Can you reproduce the stretch of entries from the very start through the line containing "0;0;780;436", changing every "integer pixel boxes" to "whole-number pixel boxes" and leaving everything else untouched? Return only that stretch.

..............................

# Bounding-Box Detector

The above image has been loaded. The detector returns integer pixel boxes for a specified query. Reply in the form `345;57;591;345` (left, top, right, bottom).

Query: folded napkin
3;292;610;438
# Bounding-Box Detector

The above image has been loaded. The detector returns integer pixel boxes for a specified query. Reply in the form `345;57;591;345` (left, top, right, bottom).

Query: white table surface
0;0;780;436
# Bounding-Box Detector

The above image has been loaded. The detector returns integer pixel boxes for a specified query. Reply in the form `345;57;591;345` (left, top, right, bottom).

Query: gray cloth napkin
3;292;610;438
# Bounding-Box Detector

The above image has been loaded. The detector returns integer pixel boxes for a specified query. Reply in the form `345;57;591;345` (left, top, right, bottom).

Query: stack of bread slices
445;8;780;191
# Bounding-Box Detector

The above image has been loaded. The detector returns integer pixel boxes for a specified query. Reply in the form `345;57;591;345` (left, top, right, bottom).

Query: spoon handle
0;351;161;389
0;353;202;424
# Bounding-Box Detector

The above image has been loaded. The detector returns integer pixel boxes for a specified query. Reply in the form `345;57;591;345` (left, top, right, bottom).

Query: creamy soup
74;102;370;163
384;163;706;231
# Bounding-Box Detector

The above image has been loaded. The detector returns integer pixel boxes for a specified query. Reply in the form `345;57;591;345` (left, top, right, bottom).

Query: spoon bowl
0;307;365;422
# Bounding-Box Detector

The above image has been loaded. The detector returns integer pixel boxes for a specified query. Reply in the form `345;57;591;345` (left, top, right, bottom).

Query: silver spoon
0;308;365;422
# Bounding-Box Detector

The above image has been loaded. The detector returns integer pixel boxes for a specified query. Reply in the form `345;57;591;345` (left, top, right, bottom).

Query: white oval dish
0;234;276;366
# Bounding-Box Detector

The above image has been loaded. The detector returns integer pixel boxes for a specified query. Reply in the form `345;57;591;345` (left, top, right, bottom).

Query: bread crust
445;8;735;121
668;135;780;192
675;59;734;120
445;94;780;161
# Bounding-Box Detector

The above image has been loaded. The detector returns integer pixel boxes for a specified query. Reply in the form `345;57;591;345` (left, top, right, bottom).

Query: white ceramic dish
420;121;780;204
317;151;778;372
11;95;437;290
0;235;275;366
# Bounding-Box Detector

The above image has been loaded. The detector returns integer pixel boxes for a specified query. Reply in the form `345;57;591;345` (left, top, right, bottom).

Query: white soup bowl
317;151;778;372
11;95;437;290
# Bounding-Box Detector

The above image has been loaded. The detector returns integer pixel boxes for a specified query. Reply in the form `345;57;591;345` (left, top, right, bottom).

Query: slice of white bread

..............................

> [Solved exercise]
# Bounding-Box Detector

The above image has been loaded. The detector returns whole-number pixel boxes for a specified query. Reply in the form `345;57;591;345` (left, top, right, bottom).

Query: folded napkin
3;292;610;438
# Bounding-Box Detector

The above image has been loaded. The detector returns whole-number pixel boxes for a specified query. Reply in the form `345;57;591;345` (left, top, right, bottom).

Query: white table surface
0;0;780;436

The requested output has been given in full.